Publicada no Diário Eletrônico em 17/01/2023
Ementa.
ICMS – Reestruturação de empresa – Cisão parcial de estabelecimento – Saída de bem do ativo imobilizado – Empresas pertencentes ao mesmo grupo econômico – Emissão de Nota Fiscal.
I. Considera-se transferência a operação de que decorra a saída de mercadoria ou bem de um estabelecimento com destino a outro pertencente ao mesmo titular (artigo 4º do RICMS/2000).
II. O direito de se creditar nos termos do § 11 do artigo 61 do RICMS/2000 é específico e restrito para as operações de transferência, assim considerada aquela entre estabelecimentos do mesmo contribuinte – mesma titularidade.
III. Não pode ser considerado como transferência a saída de bem do ativo imobilizado com destino a empresa diversa da remetente, ainda que pertencente ao mesmo grupo econômico.
IV. A saída de bem do ativo imobilizado é hipótese de não incidência de imposto, e por consequência, não confere direito a crédito para o adquirente (artigo 7º, inciso XIV, e artigo 61 do RICMS/2000).

(Instruções):
(a) Responda a estas perguntas com base na ementa sobre ICMS:
(i) Em que data e em que veículo a ementa foi publicada?
(ii) Qual artigo do RICMS/2000 é citado para definir transferência?
(iii) A que operações se restringe o direito de crédito previsto no § 11 do artigo 61 do RICMS/2000?
(b) Por favor, explique, conforme a ementa sobre ICMS, por que a saída de bem do ativo imobilizado não confere direito a crédito ao adquirente.
(c) Retome a ementa sobre ICMS a partir do ponto em que ela termina e dê continuidade ao texto.
As linhas abaixo são um material separado da ementa sobre ICMS.

(Lista de linhas):

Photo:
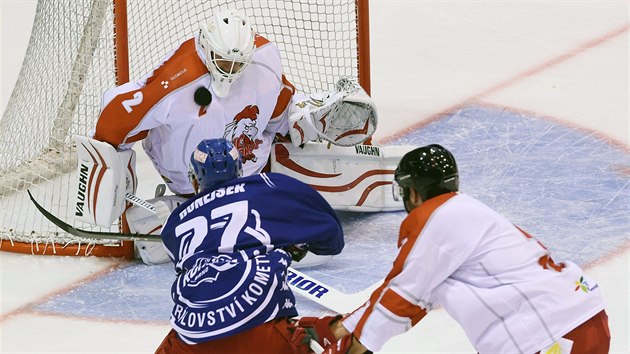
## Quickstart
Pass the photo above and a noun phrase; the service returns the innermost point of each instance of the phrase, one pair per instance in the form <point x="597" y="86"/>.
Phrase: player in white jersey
<point x="226" y="82"/>
<point x="499" y="283"/>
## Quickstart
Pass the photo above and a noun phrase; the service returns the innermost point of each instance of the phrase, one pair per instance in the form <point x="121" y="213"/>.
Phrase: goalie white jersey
<point x="162" y="109"/>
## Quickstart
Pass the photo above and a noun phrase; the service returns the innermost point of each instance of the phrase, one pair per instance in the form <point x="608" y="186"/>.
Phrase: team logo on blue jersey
<point x="208" y="270"/>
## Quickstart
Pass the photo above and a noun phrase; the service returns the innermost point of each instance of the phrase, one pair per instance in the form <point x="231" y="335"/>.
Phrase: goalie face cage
<point x="79" y="48"/>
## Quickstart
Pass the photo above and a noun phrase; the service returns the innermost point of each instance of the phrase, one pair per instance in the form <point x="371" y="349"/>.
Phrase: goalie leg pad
<point x="355" y="178"/>
<point x="143" y="221"/>
<point x="345" y="116"/>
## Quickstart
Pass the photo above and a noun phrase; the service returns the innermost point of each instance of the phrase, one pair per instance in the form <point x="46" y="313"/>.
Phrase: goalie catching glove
<point x="345" y="116"/>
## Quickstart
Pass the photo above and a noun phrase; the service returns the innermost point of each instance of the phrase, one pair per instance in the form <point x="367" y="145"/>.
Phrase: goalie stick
<point x="301" y="284"/>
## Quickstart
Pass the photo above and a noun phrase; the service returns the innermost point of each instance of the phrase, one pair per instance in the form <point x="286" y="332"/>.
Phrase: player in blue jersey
<point x="231" y="245"/>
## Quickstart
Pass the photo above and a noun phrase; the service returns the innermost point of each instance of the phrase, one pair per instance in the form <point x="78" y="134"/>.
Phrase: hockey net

(Respostas por tarefa):
(a)
(i) Em 17/01/2023, no Diário Eletrônico.
(ii) O artigo 4º do RICMS/2000.
(iii) Às operações de transferência, ou seja, entre estabelecimentos do mesmo contribuinte, com a mesma titularidade.

(b) Segundo a ementa, a saída de bem do ativo imobilizado é hipótese de não incidência do imposto. Por consequência, não gera direito a crédito para o adquirente, com base no artigo 7º, inciso XIV, e no artigo 61 do RICMS/2000.

(c)
V. É permitida a transferência de crédito simples do imposto, decorrente da entrada de bem destinado à integração no ativo permanente, para estabelecimento de empresa interdependente, nos termos de disciplina estabelecida pela Secretaria da Fazenda e Planejamento (artigos 70, inciso III, e 71, inciso II, do RICMS/2000).
Relato
1. A Consulente, cuja atividade econômica principal registrada no Cadastro de Contribuintes do Estado de São Paulo – CADESP é a “fabricação de artefatos de material plástico para outros usos não especificados anteriormente” (CNAE 22.29-3/99), relata que está em um processo de cisão no qual foi aberto um novo CNPJ.
2. Assevera que em relação ao ativo imobilizado ainda restam parcelas do crédito do imposto para se apropriar e questiona:
2.1. como deve proceder nessa situação em relação ao saldo de créditos;
2.2. se for feito via apuração, qual o código que deve ser informado na GIA;
2.3. se deve emitir Nota Fiscal para transferência destes créditos;
2.4. caso a resposta ao item 2.3 seja afirmativa, como deve ser feita a emissão da Nota Fiscal, de “ativo por ativo com o CIAP” ou de uma Nota Fiscal com o valor total.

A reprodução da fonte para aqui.